Each line from the one containing "Can you spot the bluebird" through the final line of the data below must be repeated exactly.

Available records:
------------------------------------------------------------
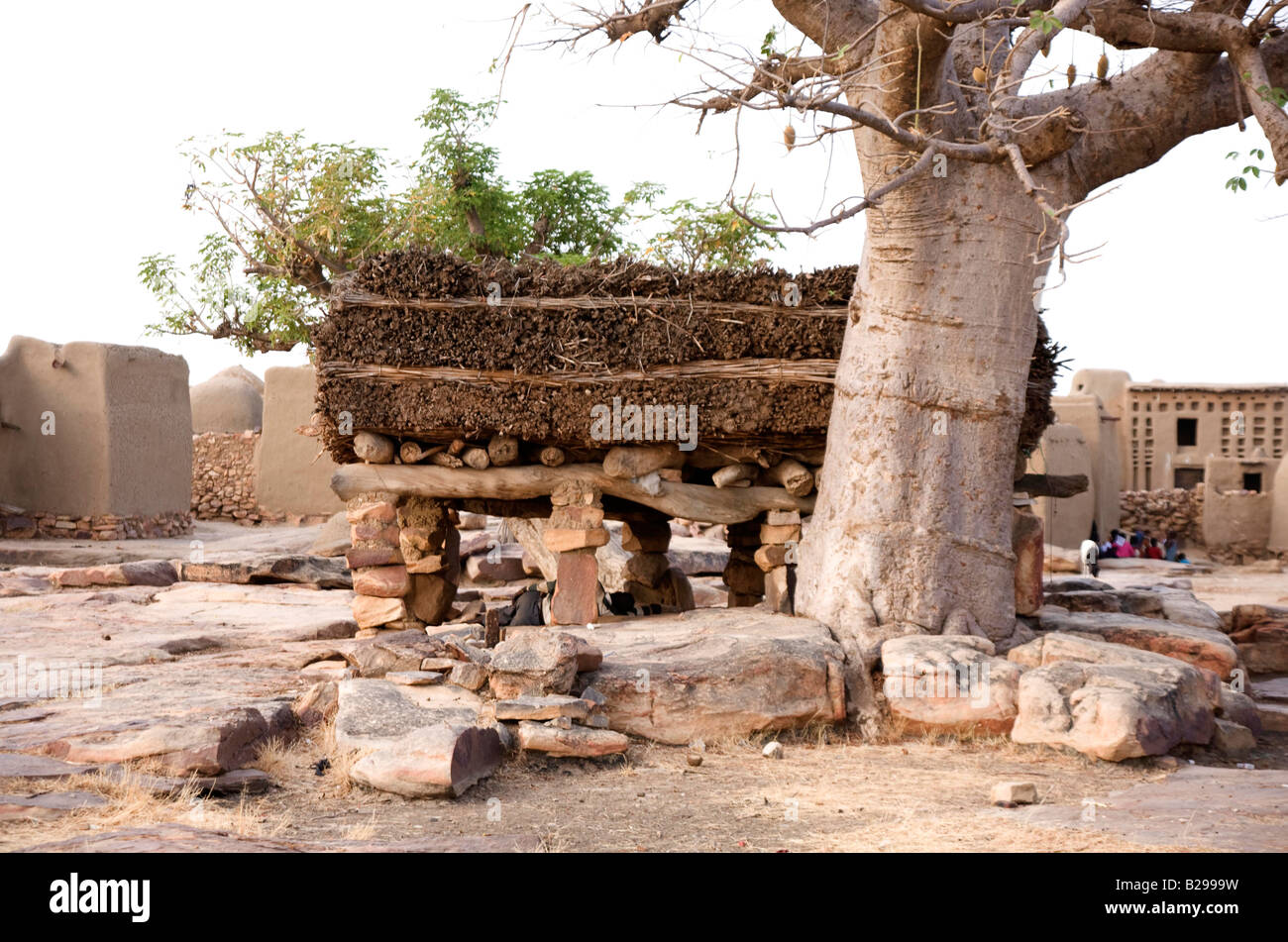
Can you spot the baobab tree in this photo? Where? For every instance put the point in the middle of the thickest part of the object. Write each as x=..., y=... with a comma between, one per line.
x=975, y=164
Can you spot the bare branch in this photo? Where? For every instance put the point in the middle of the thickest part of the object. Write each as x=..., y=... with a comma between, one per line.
x=872, y=198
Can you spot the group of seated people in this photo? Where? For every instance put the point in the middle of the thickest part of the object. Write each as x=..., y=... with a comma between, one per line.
x=1141, y=543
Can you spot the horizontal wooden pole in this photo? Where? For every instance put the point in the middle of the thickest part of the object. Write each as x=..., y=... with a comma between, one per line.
x=1051, y=485
x=675, y=499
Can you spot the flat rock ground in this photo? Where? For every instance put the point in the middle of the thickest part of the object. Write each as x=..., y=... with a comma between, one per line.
x=180, y=657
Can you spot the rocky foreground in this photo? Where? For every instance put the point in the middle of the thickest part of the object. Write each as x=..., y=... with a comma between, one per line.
x=191, y=668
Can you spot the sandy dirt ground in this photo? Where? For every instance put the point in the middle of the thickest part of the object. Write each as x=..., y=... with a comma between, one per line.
x=828, y=792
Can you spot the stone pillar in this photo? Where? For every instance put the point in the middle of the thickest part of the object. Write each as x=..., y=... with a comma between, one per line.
x=742, y=576
x=575, y=532
x=780, y=538
x=432, y=549
x=1026, y=545
x=380, y=579
x=648, y=567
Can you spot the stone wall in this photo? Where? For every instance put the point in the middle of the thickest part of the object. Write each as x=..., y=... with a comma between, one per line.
x=223, y=476
x=95, y=527
x=1159, y=511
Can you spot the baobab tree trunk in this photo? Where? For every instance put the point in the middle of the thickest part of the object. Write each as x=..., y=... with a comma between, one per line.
x=911, y=533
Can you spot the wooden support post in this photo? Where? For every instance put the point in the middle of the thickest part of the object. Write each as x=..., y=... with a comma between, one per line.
x=575, y=532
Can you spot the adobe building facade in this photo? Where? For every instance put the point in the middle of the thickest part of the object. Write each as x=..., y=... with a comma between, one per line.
x=1064, y=451
x=94, y=440
x=1168, y=430
x=1227, y=439
x=292, y=472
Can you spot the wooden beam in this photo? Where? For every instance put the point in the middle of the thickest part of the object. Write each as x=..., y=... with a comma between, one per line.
x=675, y=499
x=1051, y=485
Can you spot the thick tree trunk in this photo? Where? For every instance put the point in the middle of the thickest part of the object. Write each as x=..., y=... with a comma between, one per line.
x=911, y=532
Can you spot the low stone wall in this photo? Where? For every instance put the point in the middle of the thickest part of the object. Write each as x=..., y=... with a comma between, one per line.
x=223, y=476
x=98, y=527
x=1160, y=511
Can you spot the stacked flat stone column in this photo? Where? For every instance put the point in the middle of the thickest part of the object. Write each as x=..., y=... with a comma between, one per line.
x=380, y=579
x=647, y=541
x=430, y=547
x=780, y=538
x=575, y=532
x=742, y=576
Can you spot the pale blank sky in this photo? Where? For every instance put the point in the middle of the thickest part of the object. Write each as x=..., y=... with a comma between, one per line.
x=98, y=98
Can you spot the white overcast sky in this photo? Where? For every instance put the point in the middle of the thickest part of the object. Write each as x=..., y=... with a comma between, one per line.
x=98, y=97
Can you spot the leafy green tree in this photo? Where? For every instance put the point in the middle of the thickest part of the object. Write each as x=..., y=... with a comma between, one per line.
x=292, y=216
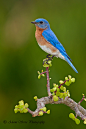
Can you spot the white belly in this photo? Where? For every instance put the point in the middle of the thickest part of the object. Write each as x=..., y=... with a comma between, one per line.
x=48, y=50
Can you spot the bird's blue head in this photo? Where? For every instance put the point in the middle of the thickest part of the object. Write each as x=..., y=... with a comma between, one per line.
x=41, y=23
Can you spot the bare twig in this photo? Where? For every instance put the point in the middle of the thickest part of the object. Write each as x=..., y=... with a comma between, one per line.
x=48, y=81
x=79, y=110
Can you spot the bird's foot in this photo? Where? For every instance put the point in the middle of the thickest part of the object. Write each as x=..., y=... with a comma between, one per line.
x=47, y=61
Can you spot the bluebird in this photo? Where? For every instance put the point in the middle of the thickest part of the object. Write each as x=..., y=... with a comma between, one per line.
x=48, y=41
------------------------------------------------------------
Answer area:
Can you spot the bluebird in this photo? Where? For every instance put the point in the middle of the thickest part of the object. Write each as x=..., y=... with a comma between, one per line.
x=48, y=41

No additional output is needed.